Material for the task:
·····

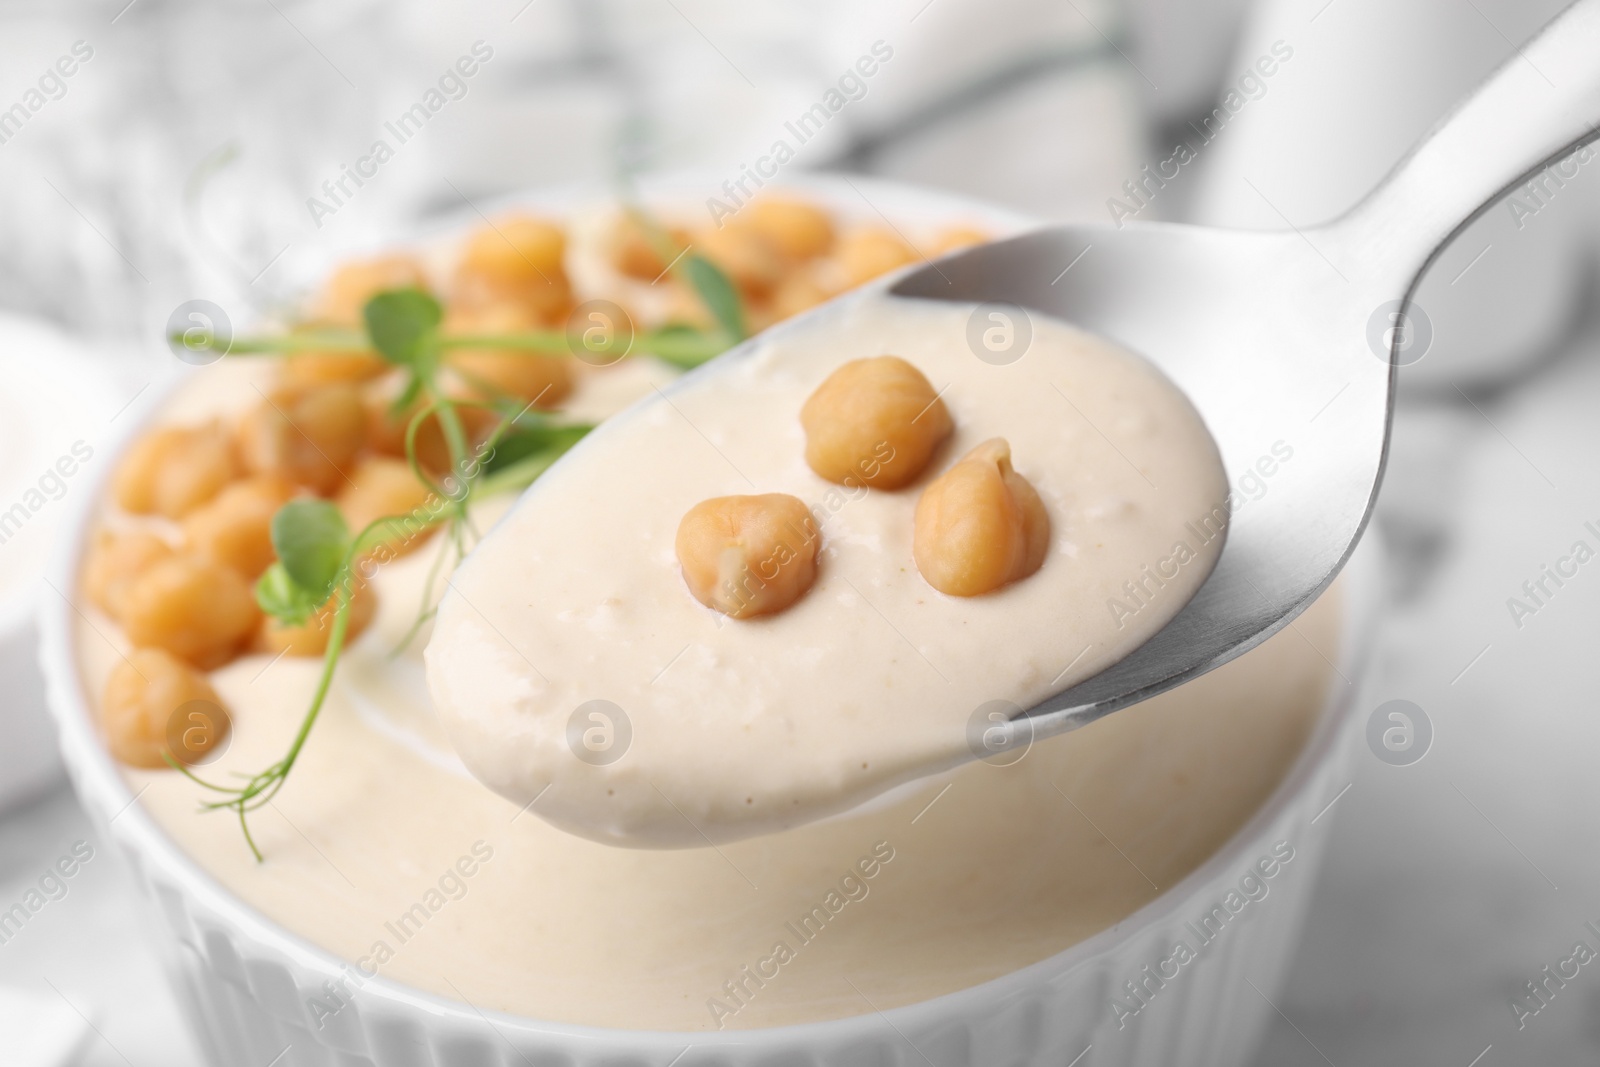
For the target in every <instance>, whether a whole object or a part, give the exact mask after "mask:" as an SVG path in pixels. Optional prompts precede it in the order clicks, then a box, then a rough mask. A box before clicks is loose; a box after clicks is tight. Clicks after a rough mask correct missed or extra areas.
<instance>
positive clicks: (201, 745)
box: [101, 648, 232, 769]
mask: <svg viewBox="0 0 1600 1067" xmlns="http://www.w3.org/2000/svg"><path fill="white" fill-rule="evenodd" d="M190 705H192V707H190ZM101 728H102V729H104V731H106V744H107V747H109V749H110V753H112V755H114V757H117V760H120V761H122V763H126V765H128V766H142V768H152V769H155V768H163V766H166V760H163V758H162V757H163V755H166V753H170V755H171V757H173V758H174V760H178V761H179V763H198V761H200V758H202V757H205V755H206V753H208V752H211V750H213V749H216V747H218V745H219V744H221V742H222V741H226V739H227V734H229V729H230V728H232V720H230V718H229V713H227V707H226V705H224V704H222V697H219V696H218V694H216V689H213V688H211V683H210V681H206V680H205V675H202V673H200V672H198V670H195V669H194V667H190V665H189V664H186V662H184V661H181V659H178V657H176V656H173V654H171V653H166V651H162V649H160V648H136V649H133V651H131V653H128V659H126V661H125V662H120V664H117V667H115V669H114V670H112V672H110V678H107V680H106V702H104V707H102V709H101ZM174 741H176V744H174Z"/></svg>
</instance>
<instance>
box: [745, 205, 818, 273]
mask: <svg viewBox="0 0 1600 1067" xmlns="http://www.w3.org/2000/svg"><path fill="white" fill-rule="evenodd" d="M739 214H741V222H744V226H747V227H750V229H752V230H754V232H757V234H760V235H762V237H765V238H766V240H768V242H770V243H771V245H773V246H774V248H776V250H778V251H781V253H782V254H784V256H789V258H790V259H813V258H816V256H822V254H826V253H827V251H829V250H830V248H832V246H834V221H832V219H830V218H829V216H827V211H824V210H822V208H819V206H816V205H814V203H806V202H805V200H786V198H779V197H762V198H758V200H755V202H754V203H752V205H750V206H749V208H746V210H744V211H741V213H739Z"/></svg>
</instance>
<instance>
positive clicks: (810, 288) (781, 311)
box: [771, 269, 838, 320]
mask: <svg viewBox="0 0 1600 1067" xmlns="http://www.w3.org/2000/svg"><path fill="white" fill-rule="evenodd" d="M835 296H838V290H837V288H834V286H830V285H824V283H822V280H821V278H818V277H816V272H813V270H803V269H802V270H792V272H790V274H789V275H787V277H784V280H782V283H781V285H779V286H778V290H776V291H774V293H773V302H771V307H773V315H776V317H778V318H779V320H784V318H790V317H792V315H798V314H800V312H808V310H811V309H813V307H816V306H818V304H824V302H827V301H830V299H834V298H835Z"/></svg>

·····

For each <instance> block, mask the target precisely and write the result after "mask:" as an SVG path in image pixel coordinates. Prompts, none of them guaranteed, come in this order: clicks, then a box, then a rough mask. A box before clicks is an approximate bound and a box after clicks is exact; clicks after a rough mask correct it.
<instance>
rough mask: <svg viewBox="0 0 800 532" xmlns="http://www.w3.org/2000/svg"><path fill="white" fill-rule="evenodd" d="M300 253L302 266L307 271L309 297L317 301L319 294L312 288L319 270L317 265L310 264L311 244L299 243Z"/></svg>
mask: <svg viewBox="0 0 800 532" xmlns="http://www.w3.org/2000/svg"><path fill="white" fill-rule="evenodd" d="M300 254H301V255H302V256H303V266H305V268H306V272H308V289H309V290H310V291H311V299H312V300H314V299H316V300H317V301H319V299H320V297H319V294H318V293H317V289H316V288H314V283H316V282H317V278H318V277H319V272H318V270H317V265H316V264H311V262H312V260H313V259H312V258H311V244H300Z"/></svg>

·····

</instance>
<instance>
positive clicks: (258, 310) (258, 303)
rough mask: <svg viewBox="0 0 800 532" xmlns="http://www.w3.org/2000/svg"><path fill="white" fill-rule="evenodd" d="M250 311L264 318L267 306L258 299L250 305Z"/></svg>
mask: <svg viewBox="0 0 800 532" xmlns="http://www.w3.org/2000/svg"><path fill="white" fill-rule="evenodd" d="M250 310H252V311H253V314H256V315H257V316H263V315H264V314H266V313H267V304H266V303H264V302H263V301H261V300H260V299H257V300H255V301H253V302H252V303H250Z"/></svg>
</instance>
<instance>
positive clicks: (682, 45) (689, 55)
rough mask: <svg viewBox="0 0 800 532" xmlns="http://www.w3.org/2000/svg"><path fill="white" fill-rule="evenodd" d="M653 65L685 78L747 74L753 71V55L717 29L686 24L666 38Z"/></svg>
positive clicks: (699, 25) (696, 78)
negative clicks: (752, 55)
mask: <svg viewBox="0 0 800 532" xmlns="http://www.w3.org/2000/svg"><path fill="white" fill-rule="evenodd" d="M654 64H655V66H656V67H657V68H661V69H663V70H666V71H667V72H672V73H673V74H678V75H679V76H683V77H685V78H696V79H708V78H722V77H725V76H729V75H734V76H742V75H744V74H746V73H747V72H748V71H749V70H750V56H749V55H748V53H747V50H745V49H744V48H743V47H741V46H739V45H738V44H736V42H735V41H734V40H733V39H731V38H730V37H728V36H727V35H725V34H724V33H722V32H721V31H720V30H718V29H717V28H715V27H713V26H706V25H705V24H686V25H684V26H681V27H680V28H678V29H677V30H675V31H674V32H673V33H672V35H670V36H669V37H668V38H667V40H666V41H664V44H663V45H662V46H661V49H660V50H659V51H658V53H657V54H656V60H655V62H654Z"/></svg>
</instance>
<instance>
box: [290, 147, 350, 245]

·····

Task prompt: Each line above that has the word "target" must be copied.

Exercise solution:
For the target in every <instance>, whether a whole object or a part, give the exact mask after "mask:" as an SVG path in pixels. Optional prompts precede it in the order clicks, then a box, then a rough mask. A box before clicks is loose; a box after clicks is tight. Clicks after a rough mask correct missed or extra areas.
For each <instance> block, mask the target precisely and write the result after "mask:" as an SVG path in image pixel coordinates. Prompts, none of them guaranteed, come in this order: clicks, then a box, then a rough mask. A box before clicks is an approximate bound and a box after clicks is exact; clicks after a rough mask correct it.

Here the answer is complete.